## Directive
Please format the lines from the very beginning through the line containing "column 106, row 124", that line included, as a numbered list, omitting any blank lines.
..........
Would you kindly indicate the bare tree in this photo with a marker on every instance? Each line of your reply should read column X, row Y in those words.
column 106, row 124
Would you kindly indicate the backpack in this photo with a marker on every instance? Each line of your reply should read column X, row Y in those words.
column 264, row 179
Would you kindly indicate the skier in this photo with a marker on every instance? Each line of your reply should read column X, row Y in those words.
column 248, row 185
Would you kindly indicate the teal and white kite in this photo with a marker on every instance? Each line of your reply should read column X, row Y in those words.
..........
## Answer to this task
1. Would you kindly indicate the bare tree in this photo with a marker on every instance? Each line of your reply should read column X, row Y in those words.
2. column 106, row 124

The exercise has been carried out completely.